> [Data for processing]
_ _ _ _ _

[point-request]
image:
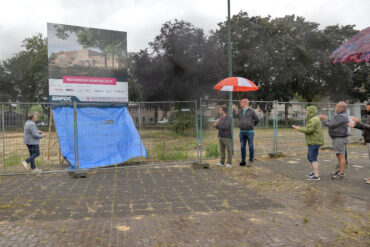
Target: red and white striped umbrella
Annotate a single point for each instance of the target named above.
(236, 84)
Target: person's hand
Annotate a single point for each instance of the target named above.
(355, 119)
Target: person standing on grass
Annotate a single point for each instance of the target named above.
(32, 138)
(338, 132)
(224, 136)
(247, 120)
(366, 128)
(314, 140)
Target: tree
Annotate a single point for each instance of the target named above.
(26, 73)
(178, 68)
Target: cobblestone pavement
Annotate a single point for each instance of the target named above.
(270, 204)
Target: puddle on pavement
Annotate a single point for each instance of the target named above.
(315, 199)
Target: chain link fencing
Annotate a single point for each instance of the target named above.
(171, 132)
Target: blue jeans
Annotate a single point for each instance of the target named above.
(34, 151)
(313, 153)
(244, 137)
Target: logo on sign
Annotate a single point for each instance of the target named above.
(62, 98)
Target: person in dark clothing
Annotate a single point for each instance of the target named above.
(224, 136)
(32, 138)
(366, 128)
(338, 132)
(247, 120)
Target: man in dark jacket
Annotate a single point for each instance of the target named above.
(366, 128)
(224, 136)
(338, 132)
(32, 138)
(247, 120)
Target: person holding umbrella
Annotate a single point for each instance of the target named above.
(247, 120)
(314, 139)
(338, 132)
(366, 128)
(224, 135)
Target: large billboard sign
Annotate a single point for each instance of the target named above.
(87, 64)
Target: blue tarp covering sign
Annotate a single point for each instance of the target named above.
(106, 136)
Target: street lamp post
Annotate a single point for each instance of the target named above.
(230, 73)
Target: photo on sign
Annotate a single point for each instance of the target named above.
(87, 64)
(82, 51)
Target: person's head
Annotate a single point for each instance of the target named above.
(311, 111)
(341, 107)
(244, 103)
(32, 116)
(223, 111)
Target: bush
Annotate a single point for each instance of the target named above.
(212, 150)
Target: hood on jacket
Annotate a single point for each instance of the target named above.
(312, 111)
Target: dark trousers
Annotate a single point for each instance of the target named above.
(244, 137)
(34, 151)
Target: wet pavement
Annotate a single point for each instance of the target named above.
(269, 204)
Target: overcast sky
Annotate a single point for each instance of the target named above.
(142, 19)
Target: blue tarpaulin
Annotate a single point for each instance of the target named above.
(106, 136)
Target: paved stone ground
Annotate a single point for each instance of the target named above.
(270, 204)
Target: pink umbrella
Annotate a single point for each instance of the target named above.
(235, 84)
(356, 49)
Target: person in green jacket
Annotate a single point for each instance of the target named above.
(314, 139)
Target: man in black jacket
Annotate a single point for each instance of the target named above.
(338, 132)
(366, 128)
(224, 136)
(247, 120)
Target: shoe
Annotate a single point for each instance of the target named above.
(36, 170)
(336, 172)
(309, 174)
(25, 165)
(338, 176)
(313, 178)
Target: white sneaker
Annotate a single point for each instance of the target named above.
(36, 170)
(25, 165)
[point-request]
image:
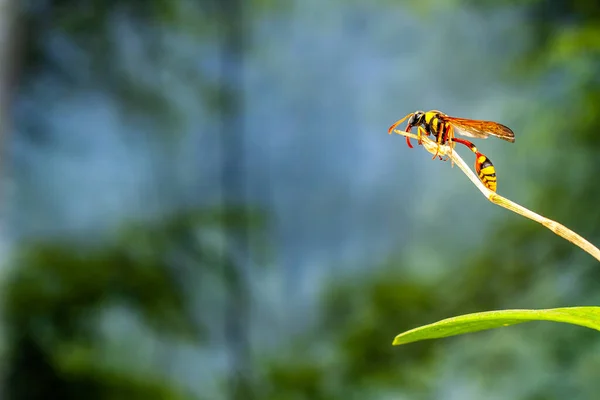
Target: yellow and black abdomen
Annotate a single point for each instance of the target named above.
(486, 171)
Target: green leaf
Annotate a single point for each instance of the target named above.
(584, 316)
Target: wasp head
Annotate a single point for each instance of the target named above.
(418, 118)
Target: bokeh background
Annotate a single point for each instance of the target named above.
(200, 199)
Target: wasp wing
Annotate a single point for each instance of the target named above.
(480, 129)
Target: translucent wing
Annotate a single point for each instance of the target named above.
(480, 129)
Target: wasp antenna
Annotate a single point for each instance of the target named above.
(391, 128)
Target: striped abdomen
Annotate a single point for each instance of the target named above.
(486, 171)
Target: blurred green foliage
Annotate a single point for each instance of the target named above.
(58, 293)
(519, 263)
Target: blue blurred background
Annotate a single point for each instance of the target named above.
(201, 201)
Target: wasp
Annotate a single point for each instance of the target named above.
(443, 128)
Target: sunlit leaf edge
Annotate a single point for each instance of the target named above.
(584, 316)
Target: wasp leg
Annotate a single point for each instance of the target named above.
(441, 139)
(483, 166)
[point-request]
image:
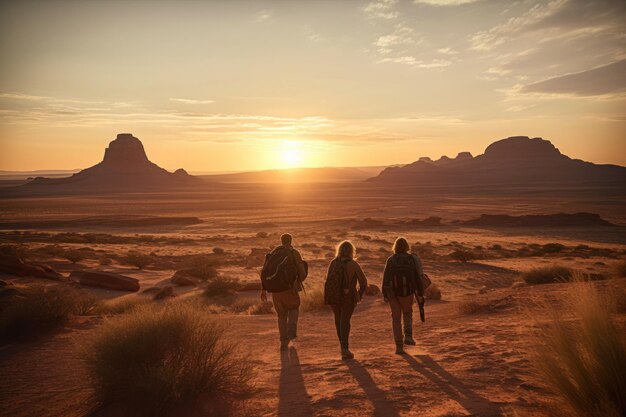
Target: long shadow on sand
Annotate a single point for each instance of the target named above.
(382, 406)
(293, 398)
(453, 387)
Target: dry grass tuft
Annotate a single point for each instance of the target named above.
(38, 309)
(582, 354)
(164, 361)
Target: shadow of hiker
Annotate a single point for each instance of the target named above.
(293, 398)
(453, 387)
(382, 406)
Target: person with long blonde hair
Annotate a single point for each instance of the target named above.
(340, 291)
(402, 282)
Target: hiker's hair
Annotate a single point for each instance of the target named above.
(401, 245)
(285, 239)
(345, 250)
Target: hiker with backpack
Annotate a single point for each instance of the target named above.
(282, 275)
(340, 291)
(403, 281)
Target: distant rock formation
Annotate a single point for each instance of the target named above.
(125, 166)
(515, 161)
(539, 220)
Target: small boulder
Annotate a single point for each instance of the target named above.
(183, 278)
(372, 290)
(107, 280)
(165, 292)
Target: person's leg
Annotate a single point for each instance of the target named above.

_ _ _ _ _

> [What is required] Rewrite all the records above, replacing each "Annotate" with "Place" and keeping every other word as is. Omit the pictures from your answer.

> [Response to this task]
[point-request]
image:
Target: red and white striped umbrella
Place a single point for each instance of the target named above.
(236, 84)
Target: person's hand
Place a single point for each instance of the target named above.
(355, 119)
Target: person standing on grass
Place a single point for each instance of the target named above.
(32, 138)
(338, 132)
(224, 136)
(247, 120)
(366, 128)
(314, 140)
Target: tree
Place a single point for each instance of the target named above.
(26, 73)
(178, 68)
Target: cobblestone pavement
Place a single point for each instance of the target named above.
(270, 204)
Target: puddle on pavement
Place a single point for each instance of the target named above.
(315, 199)
Target: chain link fencing
Place a single point for each instance of the target named above.
(171, 132)
Target: blue jeans
Place a single point for each instance of the target named above.
(34, 151)
(313, 153)
(244, 137)
Target: logo on sign
Place a single point for each instance of the target named above.
(62, 98)
Target: person in dark clothing
Place a single point for each instance of the target named above.
(224, 136)
(32, 138)
(366, 128)
(338, 132)
(247, 120)
Target: man in dark jacket
Place a single point for each instance of the target named above.
(366, 128)
(224, 136)
(338, 132)
(32, 138)
(247, 120)
Target: person holding umbrella
Place a single point for each instance of the target named above.
(247, 120)
(314, 139)
(338, 132)
(366, 128)
(224, 135)
Target: large billboard sign
Place a single point for each instance of the target named above.
(87, 64)
Target: blue tarp covering sign
Place a single point for each instance of the target named above.
(106, 136)
Target: street lamp post
Place a single point for each instance of the target named above.
(230, 73)
Target: photo on sign
Place a single point for each instance of the target named above.
(87, 64)
(82, 51)
Target: person's head
Place a single point for each instance of the target named above.
(311, 111)
(341, 107)
(244, 103)
(32, 116)
(223, 111)
Target: bush
Place a single point for each instance of the target named above.
(212, 150)
Target: hood on jacket
Place a single point for each instance of the target named above.
(312, 111)
Target: dark trousers
Place a single point for each instance of the target named above.
(244, 137)
(34, 151)
Target: wet pavement
Place a single point for each instance of the target named above.
(269, 204)
Target: overcast sky
Place a single point for each instance of the target named above.
(142, 19)
Target: blue tarpaulin
Place a single point for each instance of the target named above.
(106, 136)
Target: paved stone ground
Place a single point for each instance of the target named above.
(270, 204)
Target: pink umbrella
Place a single point for each instance of the target named above.
(235, 84)
(356, 49)
Target: person in green jacket
Place a single point for each instance of the target named above.
(314, 139)
Target: man in black jacket
Place a single point for each instance of the target named above.
(338, 132)
(366, 128)
(224, 136)
(247, 120)
Target: shoe
Place a single point for each instance of the target named above.
(36, 170)
(336, 172)
(309, 174)
(25, 165)
(338, 176)
(313, 178)
Target: white sneaker
Place a single point for each instance of the target named above.
(36, 170)
(25, 165)
[point-request]
image:
Target: yellow and black abdomen
Place a single point for each instance of the target named above.
(486, 171)
Target: green leaf
Place a single point for each instance of the target named above.
(584, 316)
Target: wasp head
Place a single point for each instance of the target named above.
(418, 118)
Target: bokeh background
Place a single point for each instance of the target named above.
(200, 199)
Target: wasp wing
Place a single point for each instance of the target named above.
(480, 129)
Target: translucent wing
Place a single point for each instance of the target named above.
(480, 129)
Target: wasp antenna
Place a single point for each instance of the target named above.
(391, 128)
Target: striped abdomen
Place a single point for each instance of the target named above.
(486, 171)
Target: blurred green foliage
Place a single point for each instance of the target named above.
(58, 293)
(519, 263)
Target: blue blurred background
Place a single point for each instance of the target named above.
(201, 201)
Target: wasp
Place a single point for each instance of the target named above.
(443, 128)
Target: sunlit leaf edge
Place a single point for each instance of the target named above.
(584, 316)
Target: wasp leg
Place a single point for each instance of the target named above.
(441, 139)
(483, 166)
[point-request]
image:
Target: long shadow on sand
Place a single point for each instance of the target named above.
(382, 406)
(293, 398)
(453, 387)
Target: dry grass tuft
Place a single point for each instance of the target named above.
(38, 309)
(582, 354)
(164, 361)
Target: shadow of hiker
Place a single point for each instance of the target named above.
(293, 398)
(453, 387)
(382, 406)
Target: person with long blonde hair
Place a single point for each instance of the target named above.
(340, 291)
(402, 282)
Target: hiker's hair
Place a single point for each instance of the target named above.
(401, 245)
(285, 239)
(345, 250)
Target: hiker with backpack
Place a single point for each instance of the target named above.
(282, 275)
(340, 291)
(403, 281)
Target: distant rock formation
Place a single point for each instance of the target named above.
(125, 166)
(515, 161)
(539, 220)
Target: small boulder
Place a single point for each instance of the target named above.
(183, 278)
(372, 290)
(107, 280)
(165, 292)
Target: person's leg
Place a single point for each instance of the target named above.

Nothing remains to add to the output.